## Given task 1:
In the passage on Benefits Realization Management, which firm created a Benefits Realisation method in 1995 as part of its Project Management Handbook?
━━━━━ Excerpted passage ━━━━━
Benefits Realization Management (BRM) (also benefits management, benefits realisation or project benefits management) is one of the many ways of managing how time and resources are invested into making desirable changes.

Benefits Realization Management has four main definitions. The first definition is to consider benefits management as an organisational change process. It is defined as "the process of organizing and managing, such that the potential benefits arising from the use of IT are actually realized". The second definition perceives it as a process. Benefits management is defined by the Association for Project Management (APM) as the identification, definition, planning, tracking and realization of business benefits. The third definition is to apply this concept on project management level. Project benefits management is defined as "the initiating, planning, organizing, executing, controlling, transitioning and supporting of change in the organisation and its consequences as incurred by project management mechanisms to realize predefined project benefits". Finally, the last definition perceives benefits realization management as a set of processes structured to close the gap between strategy planning and execution by ensuring the implementation of the most valuable initiatives.

The popularity of BRM began in 1995 in the UK, when Scottish Widows created a Benefits Realisation method as part of its Project Management Handbook, and rolled its use out across the entire firm. It grew in the UK with the inclusion of BRM by the UK Government in their standardized approach to programmes, Managing Successful Programmes (MSP).
━━━━━ Excerpted data ━━━━━
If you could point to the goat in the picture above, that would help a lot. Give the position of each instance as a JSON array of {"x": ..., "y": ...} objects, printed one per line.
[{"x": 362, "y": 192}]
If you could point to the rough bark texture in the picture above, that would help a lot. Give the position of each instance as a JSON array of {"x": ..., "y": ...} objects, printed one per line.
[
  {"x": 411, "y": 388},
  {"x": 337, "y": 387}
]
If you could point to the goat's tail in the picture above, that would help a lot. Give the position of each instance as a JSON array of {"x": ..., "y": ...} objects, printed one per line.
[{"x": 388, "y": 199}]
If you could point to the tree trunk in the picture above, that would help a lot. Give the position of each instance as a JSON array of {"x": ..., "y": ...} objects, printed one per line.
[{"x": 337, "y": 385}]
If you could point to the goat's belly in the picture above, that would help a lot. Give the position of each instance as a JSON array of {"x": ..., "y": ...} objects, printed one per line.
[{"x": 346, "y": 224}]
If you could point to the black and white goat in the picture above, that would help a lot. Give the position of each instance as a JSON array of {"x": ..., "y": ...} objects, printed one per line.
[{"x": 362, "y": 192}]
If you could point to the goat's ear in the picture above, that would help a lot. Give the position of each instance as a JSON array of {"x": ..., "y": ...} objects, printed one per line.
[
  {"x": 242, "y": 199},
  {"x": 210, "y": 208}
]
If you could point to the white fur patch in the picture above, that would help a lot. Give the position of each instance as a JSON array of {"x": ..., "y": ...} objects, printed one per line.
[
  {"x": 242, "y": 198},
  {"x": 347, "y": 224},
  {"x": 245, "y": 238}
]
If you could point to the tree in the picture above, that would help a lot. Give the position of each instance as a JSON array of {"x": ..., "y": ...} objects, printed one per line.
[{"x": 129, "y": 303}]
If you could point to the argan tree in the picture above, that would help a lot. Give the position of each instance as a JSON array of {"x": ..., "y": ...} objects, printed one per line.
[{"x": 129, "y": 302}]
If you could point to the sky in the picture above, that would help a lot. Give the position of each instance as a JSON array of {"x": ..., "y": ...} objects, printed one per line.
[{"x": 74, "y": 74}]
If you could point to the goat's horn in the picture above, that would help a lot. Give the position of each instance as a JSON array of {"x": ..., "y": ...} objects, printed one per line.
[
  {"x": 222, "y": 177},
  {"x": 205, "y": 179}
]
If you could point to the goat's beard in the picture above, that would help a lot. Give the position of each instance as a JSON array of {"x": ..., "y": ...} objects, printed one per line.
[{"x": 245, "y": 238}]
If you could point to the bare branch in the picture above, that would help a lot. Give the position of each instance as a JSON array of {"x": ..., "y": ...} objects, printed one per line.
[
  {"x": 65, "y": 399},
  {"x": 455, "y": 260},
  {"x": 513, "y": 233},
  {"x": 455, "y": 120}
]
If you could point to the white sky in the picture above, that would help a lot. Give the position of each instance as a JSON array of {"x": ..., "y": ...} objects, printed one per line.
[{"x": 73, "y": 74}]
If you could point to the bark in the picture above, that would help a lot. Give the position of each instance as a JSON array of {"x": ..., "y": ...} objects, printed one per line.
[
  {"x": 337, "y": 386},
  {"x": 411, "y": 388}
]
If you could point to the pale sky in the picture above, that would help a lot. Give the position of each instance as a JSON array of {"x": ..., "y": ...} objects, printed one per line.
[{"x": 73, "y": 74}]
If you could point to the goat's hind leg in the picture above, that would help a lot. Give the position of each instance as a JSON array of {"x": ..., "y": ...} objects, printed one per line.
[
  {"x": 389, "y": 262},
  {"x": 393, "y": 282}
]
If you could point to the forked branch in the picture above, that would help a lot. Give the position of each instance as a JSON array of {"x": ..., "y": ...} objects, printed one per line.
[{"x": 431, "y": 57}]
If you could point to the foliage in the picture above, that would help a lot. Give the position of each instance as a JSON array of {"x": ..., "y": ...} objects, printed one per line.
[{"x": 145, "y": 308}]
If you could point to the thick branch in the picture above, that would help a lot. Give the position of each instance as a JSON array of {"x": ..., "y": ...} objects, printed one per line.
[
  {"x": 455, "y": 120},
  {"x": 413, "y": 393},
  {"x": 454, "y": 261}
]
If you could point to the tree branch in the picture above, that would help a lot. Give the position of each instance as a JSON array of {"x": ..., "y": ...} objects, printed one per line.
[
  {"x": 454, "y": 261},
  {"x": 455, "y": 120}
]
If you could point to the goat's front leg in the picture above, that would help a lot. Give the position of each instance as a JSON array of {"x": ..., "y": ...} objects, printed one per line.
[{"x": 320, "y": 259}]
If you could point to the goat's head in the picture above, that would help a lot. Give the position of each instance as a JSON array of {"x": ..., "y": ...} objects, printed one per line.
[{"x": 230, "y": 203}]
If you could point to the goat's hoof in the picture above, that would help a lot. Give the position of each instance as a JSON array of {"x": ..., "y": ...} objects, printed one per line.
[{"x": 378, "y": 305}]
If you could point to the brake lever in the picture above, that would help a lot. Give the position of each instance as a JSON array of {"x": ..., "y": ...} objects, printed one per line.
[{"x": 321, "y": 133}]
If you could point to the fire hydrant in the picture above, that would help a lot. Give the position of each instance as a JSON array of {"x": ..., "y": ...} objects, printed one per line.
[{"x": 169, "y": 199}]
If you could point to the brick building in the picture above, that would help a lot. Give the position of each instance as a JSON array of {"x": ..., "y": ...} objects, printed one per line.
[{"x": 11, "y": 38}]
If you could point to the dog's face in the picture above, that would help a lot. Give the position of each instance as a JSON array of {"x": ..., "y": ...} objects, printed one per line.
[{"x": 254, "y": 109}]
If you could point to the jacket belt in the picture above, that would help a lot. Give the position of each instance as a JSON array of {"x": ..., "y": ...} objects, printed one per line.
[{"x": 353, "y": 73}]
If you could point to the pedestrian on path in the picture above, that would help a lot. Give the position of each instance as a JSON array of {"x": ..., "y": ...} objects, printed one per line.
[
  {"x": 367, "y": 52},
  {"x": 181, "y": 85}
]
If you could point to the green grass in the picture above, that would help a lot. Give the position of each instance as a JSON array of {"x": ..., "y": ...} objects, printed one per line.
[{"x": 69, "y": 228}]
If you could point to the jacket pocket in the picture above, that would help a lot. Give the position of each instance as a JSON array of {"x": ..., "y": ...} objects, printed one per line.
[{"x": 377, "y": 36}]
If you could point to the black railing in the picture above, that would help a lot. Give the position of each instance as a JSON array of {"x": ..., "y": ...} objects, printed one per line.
━━━━━
## Given task 2:
Please reproduce the rows verbatim, beginning at the line that contains "If you could point to the pedestrian" and stopping after the last line of the rows.

## Reply 1:
Scottish Widows

## Reply 2:
If you could point to the pedestrian on path in the picture above, that would help a lot. Give the position of each instance as a JSON array of {"x": ..., "y": ...} objects, printed one per line.
[
  {"x": 367, "y": 52},
  {"x": 181, "y": 85}
]
If you could point to the green grass in the picture above, that would help a lot. Give the position of each instance as a JSON array of {"x": ..., "y": ...} objects, printed one per line.
[{"x": 69, "y": 228}]
If you could point to the jacket pocket in the picture above, that would help a lot. Give the position of each instance as a JSON array of {"x": ..., "y": ...} objects, printed one per line.
[{"x": 377, "y": 36}]
If you could point to the black railing in the picture above, that would help a lot. Give the position of each instance as a JSON array of {"x": ..., "y": ...} objects, printed one per line.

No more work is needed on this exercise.